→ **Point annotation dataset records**
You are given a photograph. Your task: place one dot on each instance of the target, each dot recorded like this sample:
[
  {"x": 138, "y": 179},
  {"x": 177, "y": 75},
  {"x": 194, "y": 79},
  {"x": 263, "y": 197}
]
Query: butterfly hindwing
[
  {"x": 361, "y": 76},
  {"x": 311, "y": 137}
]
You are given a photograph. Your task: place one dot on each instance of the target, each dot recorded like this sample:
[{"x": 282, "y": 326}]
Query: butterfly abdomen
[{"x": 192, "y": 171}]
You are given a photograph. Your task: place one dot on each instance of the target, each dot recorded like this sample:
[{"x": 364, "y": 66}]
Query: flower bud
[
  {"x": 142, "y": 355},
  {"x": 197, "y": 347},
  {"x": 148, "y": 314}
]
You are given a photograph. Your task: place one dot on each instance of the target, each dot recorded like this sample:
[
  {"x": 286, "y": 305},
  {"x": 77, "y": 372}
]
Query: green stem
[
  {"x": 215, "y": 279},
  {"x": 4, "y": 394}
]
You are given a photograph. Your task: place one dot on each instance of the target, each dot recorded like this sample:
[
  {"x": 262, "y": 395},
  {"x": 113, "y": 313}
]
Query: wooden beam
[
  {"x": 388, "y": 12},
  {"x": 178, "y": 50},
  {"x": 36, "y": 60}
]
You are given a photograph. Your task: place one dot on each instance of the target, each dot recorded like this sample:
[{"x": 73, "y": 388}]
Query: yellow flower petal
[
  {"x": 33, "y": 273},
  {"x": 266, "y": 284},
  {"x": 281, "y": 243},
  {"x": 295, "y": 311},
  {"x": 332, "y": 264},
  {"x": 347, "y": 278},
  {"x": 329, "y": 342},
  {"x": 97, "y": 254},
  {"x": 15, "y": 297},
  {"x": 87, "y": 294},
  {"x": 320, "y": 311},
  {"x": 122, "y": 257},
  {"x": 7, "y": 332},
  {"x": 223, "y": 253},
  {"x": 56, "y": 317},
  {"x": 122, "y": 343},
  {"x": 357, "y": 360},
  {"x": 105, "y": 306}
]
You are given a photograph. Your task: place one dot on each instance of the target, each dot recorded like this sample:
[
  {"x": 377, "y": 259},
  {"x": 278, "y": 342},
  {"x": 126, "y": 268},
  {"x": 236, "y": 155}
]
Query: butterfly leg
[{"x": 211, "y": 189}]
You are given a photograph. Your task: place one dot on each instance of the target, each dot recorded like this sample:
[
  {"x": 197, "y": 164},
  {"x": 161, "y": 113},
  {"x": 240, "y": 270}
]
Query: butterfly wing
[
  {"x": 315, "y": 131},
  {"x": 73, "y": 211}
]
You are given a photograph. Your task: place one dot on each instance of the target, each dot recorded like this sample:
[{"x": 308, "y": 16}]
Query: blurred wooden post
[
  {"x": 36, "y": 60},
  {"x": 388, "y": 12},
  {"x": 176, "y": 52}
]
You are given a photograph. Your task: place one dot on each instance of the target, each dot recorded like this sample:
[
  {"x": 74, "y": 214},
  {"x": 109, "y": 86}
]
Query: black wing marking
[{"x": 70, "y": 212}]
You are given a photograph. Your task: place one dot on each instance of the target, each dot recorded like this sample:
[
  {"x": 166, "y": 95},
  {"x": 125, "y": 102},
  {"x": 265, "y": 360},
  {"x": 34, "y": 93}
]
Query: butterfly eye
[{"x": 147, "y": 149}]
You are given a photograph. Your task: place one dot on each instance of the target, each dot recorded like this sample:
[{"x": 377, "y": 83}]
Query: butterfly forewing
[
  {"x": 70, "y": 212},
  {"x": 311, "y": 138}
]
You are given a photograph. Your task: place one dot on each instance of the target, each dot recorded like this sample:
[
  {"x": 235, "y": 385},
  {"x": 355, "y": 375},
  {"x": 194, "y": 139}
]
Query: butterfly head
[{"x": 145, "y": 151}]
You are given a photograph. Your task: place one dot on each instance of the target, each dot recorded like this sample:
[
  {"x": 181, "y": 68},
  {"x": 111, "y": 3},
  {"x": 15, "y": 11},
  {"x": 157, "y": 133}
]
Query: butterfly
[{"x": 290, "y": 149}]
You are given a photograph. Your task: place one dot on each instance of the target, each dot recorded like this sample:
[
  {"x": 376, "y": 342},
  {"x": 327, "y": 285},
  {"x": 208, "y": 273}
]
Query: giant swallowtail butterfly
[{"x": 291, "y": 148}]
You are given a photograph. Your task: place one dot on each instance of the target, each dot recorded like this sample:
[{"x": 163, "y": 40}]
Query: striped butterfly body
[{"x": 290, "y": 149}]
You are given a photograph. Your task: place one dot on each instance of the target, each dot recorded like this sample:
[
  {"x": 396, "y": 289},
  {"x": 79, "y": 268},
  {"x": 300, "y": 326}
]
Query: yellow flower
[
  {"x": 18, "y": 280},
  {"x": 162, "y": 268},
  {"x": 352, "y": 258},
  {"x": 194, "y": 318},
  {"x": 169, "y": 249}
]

→ **GOAL OF THE EXERCISE**
Repeat the material word for word, in full.

→ **TASK RESULT**
You are given a photograph. Your task: place one dot on each instance of the target, each dot recorded like this sample:
[
  {"x": 138, "y": 179},
  {"x": 177, "y": 75},
  {"x": 194, "y": 79},
  {"x": 263, "y": 197}
]
Query: butterfly hindwing
[
  {"x": 361, "y": 76},
  {"x": 311, "y": 137}
]
You are given a photograph. Your task: place one dot on each instance of the target, each dot recorded like this sample:
[{"x": 282, "y": 326}]
Query: butterfly abdomen
[{"x": 192, "y": 171}]
You are given a photograph. Your task: place one dot on each instance of the target, each dot recorded like this sample:
[{"x": 364, "y": 66}]
Query: flower bud
[
  {"x": 142, "y": 355},
  {"x": 197, "y": 347},
  {"x": 148, "y": 314}
]
You are given a photograph. Your task: place one dot on each instance of the target, each dot recorded like this sample:
[
  {"x": 286, "y": 305},
  {"x": 77, "y": 372}
]
Query: green stem
[
  {"x": 215, "y": 279},
  {"x": 4, "y": 394}
]
You are given a photograph. Your task: place one dot on each instance of the target, each dot recorded like this sample:
[
  {"x": 262, "y": 395},
  {"x": 113, "y": 313}
]
Query: wooden beam
[
  {"x": 388, "y": 12},
  {"x": 178, "y": 50},
  {"x": 36, "y": 60}
]
You are given a photograph. Your task: place one dot on each instance of the target, each dot recorded like this sample:
[{"x": 73, "y": 388}]
Query: yellow flower petal
[
  {"x": 33, "y": 273},
  {"x": 266, "y": 284},
  {"x": 281, "y": 243},
  {"x": 295, "y": 311},
  {"x": 332, "y": 264},
  {"x": 347, "y": 278},
  {"x": 329, "y": 342},
  {"x": 97, "y": 254},
  {"x": 15, "y": 297},
  {"x": 87, "y": 294},
  {"x": 320, "y": 311},
  {"x": 122, "y": 257},
  {"x": 7, "y": 332},
  {"x": 223, "y": 253},
  {"x": 56, "y": 317},
  {"x": 122, "y": 343},
  {"x": 357, "y": 360},
  {"x": 105, "y": 306}
]
You are given a photograph. Your task: place one dot on each instance of the target, each dot recorded like this sample:
[
  {"x": 377, "y": 259},
  {"x": 278, "y": 342},
  {"x": 126, "y": 268},
  {"x": 236, "y": 155}
]
Query: butterfly leg
[{"x": 211, "y": 189}]
You are given a photograph. Your task: place one dot on each instance of the target, each dot recorded like this sample:
[
  {"x": 197, "y": 164},
  {"x": 161, "y": 113},
  {"x": 240, "y": 270}
]
Query: butterfly wing
[
  {"x": 315, "y": 131},
  {"x": 73, "y": 211}
]
You are given a photograph. Your task: place one dot on each instance of the target, each dot recorded like this sample:
[{"x": 308, "y": 16}]
Query: blurred wooden post
[
  {"x": 36, "y": 60},
  {"x": 388, "y": 12},
  {"x": 176, "y": 52}
]
You are given a photograph. Your task: place one dot on each instance of the target, each dot recorded like this sample:
[
  {"x": 74, "y": 214},
  {"x": 109, "y": 86}
]
Query: black wing marking
[{"x": 70, "y": 212}]
You are given a photograph. Your task: place one dot on each instance of the target, each dot recorded like this sample:
[
  {"x": 166, "y": 95},
  {"x": 125, "y": 102},
  {"x": 265, "y": 360},
  {"x": 34, "y": 93}
]
Query: butterfly eye
[{"x": 147, "y": 149}]
You are given a photograph. Your task: place one dot on each instance of the target, each dot recorded like this sample:
[{"x": 377, "y": 83}]
Query: butterfly forewing
[
  {"x": 70, "y": 212},
  {"x": 311, "y": 138}
]
You are given a photograph. Your task: place one dot on each instance of the target, each dot recorded like this sample:
[
  {"x": 235, "y": 385},
  {"x": 355, "y": 375},
  {"x": 194, "y": 139}
]
Query: butterfly head
[{"x": 145, "y": 151}]
You are given a photograph. Your task: place one dot on each instance of the target, each dot recorded like this sample:
[
  {"x": 181, "y": 68},
  {"x": 111, "y": 3},
  {"x": 15, "y": 11},
  {"x": 157, "y": 133}
]
Query: butterfly
[{"x": 290, "y": 149}]
You are given a photograph. Your task: place one dot on each instance of the target, each dot recorded like this sample:
[
  {"x": 376, "y": 342},
  {"x": 327, "y": 285},
  {"x": 208, "y": 273}
]
Query: giant swallowtail butterfly
[{"x": 291, "y": 148}]
You are given a photograph. Your task: place one dot on each instance of the target, each dot recorded like this sample:
[{"x": 163, "y": 40}]
Query: striped butterfly body
[{"x": 290, "y": 149}]
You are given a photograph. Your task: place one dot on each instance of the target, each dot recorded like this sample:
[
  {"x": 396, "y": 289},
  {"x": 79, "y": 268},
  {"x": 300, "y": 326}
]
Query: yellow flower
[
  {"x": 18, "y": 280},
  {"x": 162, "y": 268},
  {"x": 352, "y": 258},
  {"x": 194, "y": 318},
  {"x": 169, "y": 249}
]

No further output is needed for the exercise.